• Exercise directions: Return each line of the records below that contains the word "metal".

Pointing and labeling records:

##############################

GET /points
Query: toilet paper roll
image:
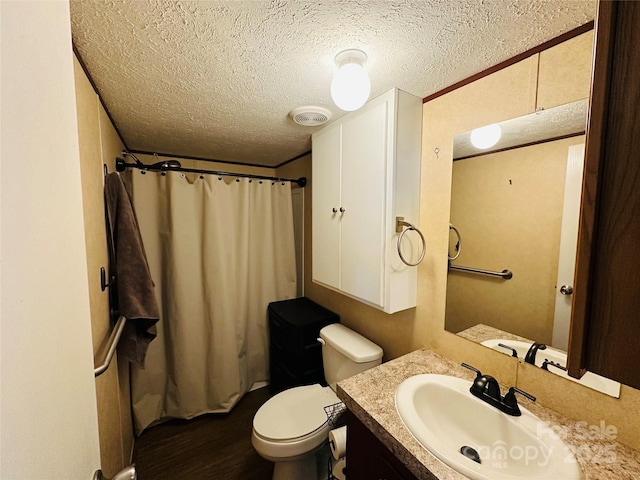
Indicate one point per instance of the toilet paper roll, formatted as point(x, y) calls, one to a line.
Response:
point(338, 442)
point(338, 469)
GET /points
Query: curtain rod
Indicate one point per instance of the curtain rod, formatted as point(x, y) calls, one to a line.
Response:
point(174, 165)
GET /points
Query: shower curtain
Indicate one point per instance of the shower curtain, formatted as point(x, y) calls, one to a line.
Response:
point(219, 249)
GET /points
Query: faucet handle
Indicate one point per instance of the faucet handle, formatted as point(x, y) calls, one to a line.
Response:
point(510, 397)
point(474, 369)
point(514, 352)
point(547, 362)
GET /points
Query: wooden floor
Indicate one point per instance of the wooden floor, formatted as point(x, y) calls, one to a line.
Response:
point(216, 446)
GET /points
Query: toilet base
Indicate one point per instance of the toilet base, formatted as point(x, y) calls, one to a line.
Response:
point(312, 466)
point(301, 467)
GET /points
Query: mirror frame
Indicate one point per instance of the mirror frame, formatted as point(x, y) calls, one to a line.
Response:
point(596, 123)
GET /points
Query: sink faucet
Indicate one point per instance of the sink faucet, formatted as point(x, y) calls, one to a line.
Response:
point(487, 389)
point(531, 354)
point(547, 363)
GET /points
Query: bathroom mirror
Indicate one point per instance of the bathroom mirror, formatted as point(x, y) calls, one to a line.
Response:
point(513, 236)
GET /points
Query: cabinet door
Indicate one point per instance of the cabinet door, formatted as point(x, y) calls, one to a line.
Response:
point(326, 197)
point(364, 164)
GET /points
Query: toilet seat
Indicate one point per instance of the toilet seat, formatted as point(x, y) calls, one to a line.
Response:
point(294, 414)
point(293, 423)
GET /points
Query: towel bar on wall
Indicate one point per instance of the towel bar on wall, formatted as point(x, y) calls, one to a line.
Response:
point(505, 274)
point(114, 338)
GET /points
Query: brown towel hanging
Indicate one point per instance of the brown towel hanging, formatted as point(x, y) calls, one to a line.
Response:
point(133, 288)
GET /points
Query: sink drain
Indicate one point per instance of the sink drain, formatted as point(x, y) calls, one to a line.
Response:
point(471, 453)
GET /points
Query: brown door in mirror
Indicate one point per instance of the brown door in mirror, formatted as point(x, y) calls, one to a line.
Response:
point(606, 324)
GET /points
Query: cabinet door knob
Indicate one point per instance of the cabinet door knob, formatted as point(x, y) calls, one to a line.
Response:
point(566, 290)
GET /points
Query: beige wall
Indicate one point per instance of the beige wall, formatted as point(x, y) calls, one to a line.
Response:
point(99, 144)
point(506, 94)
point(49, 426)
point(508, 208)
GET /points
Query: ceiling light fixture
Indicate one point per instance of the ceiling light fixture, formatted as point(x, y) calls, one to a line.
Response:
point(350, 87)
point(485, 137)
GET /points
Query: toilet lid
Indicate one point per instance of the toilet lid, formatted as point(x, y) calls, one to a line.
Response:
point(294, 413)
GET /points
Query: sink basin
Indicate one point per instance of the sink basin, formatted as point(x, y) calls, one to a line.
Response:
point(589, 379)
point(446, 419)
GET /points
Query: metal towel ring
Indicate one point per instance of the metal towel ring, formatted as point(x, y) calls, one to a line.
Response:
point(458, 244)
point(401, 223)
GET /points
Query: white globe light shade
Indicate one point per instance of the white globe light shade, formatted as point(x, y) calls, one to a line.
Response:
point(485, 137)
point(350, 87)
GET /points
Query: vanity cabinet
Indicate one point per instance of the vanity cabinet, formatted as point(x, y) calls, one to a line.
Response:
point(366, 171)
point(368, 458)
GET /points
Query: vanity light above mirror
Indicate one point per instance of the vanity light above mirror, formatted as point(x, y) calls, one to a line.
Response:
point(541, 126)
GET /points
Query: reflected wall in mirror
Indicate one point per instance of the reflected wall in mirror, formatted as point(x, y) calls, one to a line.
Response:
point(515, 207)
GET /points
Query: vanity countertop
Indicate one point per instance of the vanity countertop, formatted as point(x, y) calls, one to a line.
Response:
point(370, 396)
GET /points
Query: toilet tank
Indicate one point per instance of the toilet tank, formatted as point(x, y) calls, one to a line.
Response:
point(346, 353)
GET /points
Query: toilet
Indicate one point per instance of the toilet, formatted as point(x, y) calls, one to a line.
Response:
point(291, 427)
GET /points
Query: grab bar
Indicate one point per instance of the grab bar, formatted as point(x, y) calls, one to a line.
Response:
point(114, 338)
point(505, 274)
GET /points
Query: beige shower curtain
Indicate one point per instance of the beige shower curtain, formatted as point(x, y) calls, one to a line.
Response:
point(219, 249)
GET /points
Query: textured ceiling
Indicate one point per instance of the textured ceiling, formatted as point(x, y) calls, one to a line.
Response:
point(217, 79)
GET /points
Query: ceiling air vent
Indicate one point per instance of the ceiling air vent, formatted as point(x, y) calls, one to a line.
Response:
point(310, 116)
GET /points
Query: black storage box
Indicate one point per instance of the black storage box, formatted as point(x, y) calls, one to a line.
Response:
point(295, 353)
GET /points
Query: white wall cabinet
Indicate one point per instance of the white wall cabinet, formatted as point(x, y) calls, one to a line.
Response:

##############################

• Answer to the exercise:
Query: metal towel ring
Indicate one point per instance of the metal towel ring, formatted as point(x, y) calls, one to a line.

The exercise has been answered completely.